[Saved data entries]
+++

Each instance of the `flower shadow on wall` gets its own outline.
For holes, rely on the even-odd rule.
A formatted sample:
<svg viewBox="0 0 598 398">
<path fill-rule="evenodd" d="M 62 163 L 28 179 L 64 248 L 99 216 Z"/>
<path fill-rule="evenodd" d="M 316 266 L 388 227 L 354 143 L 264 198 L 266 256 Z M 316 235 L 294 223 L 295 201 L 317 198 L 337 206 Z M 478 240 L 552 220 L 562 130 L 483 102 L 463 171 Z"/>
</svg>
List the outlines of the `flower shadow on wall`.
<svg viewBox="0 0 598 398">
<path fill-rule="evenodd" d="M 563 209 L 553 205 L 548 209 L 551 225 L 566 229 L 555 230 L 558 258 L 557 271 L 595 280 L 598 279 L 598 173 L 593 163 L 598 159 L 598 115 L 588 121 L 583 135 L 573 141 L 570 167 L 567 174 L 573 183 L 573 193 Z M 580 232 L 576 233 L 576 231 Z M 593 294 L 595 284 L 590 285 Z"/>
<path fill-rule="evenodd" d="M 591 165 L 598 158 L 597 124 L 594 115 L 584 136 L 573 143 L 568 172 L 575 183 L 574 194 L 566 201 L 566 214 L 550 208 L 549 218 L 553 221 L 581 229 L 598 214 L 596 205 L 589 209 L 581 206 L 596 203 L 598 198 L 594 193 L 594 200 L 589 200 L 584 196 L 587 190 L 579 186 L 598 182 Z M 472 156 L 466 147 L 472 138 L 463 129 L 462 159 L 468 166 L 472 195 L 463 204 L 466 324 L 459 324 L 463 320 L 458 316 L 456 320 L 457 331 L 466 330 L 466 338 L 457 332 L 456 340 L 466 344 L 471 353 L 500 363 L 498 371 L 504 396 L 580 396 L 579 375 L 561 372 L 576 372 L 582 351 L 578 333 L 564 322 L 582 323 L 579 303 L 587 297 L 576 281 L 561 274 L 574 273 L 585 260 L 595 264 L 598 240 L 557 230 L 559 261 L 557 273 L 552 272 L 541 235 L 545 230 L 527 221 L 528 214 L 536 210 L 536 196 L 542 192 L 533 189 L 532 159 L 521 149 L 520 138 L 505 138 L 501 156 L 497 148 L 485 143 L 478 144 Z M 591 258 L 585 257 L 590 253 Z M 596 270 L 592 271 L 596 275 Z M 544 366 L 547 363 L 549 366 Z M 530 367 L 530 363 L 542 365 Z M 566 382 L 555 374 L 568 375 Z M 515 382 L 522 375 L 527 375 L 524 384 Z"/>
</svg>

+++

EXERCISE
Format everything from the start of the listing down to and including the line that contains "563 209 L 553" as a JSON list of strings, one string per line, leaving out blank lines.

REPLY TO THE TASK
[
  "Each instance of the `flower shadow on wall` gets its own outline.",
  "For holes, rely on the even-odd rule.",
  "A formatted sample:",
  "<svg viewBox=\"0 0 598 398\">",
  "<path fill-rule=\"evenodd\" d=\"M 62 163 L 28 179 L 64 248 L 99 216 Z\"/>",
  "<path fill-rule=\"evenodd\" d=\"M 316 266 L 388 227 L 354 143 L 264 198 L 266 256 Z M 316 235 L 294 223 L 295 201 L 317 198 L 337 206 Z M 478 240 L 552 220 L 562 130 L 483 102 L 463 171 Z\"/>",
  "</svg>",
  "List the outlines of the `flower shadow on wall`.",
  "<svg viewBox=\"0 0 598 398\">",
  "<path fill-rule=\"evenodd\" d=\"M 563 209 L 553 205 L 548 209 L 551 225 L 566 229 L 555 230 L 558 258 L 557 271 L 595 280 L 598 279 L 598 173 L 593 163 L 598 159 L 598 115 L 588 121 L 583 135 L 573 141 L 570 167 L 567 174 L 573 183 L 573 193 Z M 580 232 L 576 233 L 576 231 Z M 593 294 L 595 284 L 590 285 Z\"/>"
]